DATASET EXCERPTS START
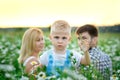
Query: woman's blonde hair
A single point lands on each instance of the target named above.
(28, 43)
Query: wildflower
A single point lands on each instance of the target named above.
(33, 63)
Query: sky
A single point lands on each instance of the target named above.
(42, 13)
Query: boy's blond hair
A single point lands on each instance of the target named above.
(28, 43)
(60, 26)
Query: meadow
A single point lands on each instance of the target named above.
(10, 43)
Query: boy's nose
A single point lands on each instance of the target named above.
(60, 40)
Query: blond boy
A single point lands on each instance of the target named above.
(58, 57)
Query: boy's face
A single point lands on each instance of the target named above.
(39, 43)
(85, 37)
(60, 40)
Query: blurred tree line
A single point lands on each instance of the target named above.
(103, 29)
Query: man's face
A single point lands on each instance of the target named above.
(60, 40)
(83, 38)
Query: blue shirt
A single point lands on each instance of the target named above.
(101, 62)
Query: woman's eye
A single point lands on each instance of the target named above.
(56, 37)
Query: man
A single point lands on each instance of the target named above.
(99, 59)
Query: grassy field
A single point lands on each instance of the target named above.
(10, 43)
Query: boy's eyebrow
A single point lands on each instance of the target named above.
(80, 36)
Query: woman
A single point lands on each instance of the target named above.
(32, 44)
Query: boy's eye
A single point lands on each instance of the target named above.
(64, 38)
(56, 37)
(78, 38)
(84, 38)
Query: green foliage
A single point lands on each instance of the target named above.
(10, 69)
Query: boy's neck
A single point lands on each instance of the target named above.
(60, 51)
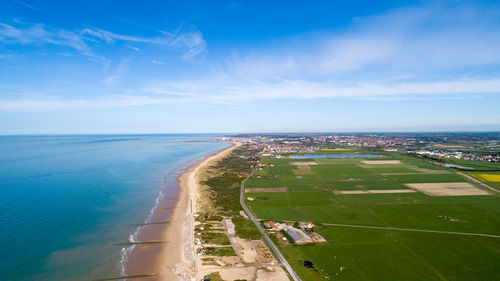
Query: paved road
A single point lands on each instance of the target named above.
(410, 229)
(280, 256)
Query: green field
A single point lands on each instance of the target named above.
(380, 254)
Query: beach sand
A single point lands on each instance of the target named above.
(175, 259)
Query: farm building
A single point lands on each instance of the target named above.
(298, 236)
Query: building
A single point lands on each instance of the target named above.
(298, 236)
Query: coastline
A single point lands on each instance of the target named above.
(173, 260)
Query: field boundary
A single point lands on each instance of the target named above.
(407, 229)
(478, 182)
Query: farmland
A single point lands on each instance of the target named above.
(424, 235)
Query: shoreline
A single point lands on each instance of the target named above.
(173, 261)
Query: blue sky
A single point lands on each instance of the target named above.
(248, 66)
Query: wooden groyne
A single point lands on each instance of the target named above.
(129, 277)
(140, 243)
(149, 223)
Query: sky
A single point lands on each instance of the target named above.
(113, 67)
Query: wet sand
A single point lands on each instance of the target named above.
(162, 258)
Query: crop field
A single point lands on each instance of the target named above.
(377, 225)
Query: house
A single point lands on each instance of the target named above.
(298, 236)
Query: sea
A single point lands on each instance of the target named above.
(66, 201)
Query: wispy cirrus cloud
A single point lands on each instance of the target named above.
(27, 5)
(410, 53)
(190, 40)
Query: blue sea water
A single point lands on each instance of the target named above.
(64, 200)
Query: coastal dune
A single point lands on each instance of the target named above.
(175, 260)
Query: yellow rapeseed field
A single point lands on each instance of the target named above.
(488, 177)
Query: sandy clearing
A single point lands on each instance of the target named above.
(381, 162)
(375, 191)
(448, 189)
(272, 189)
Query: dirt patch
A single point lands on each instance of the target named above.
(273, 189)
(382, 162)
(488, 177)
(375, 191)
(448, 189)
DATASET EXCERPTS END
DATASET EXCERPTS START
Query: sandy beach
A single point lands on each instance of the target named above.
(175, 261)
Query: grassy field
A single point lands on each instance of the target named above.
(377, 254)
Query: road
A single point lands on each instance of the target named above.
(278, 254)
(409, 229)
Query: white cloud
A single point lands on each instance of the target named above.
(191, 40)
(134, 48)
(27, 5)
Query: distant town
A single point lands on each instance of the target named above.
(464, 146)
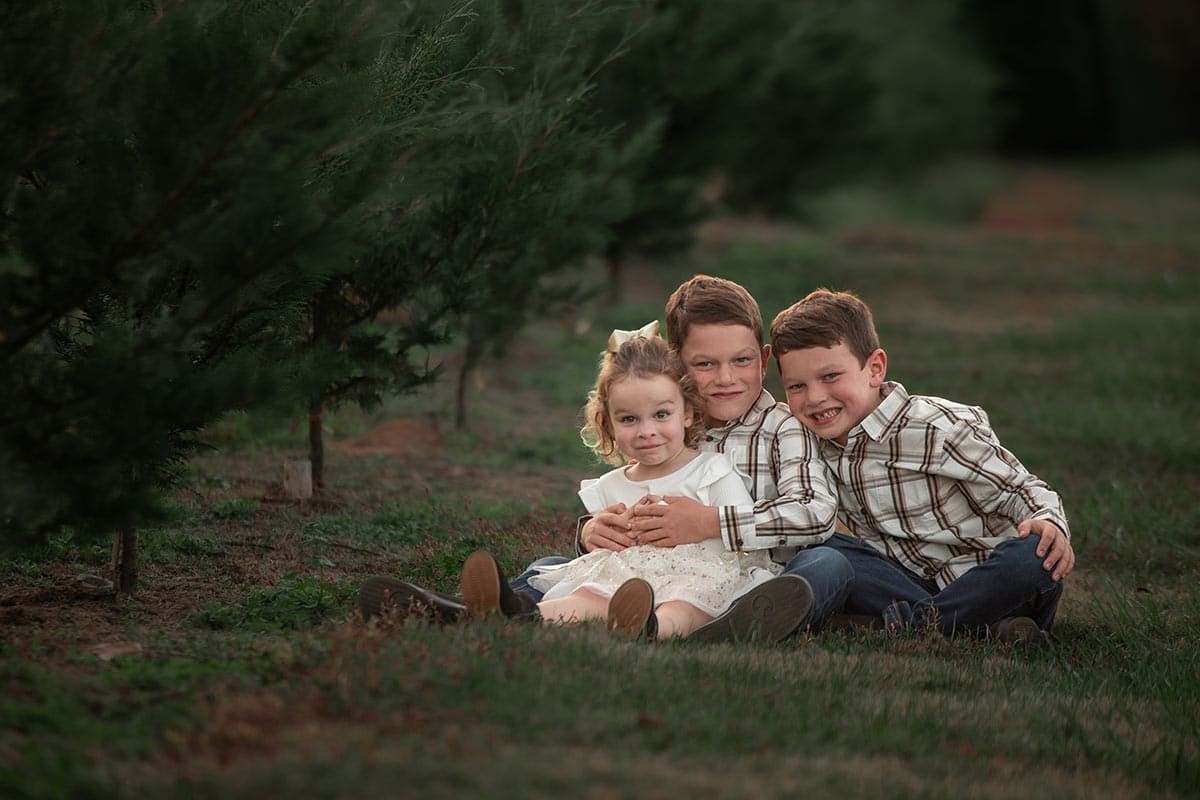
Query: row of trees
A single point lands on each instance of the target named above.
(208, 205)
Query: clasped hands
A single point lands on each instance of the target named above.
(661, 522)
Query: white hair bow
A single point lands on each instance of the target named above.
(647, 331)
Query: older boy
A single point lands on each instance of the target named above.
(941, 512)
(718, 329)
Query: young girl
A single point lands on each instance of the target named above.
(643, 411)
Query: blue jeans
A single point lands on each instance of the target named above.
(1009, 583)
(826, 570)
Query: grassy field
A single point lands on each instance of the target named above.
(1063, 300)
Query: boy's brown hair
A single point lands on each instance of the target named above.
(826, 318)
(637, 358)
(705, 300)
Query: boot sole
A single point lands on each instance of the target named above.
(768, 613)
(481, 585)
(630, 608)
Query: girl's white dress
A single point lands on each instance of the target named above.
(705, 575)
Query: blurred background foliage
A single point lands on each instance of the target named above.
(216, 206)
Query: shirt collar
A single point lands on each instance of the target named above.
DATASET EXCERPTS END
## WHAT THIS TASK INVOLVES:
State how many lines of the data include the word "shirt", with nothing else.

## WRITTEN REPLY:
2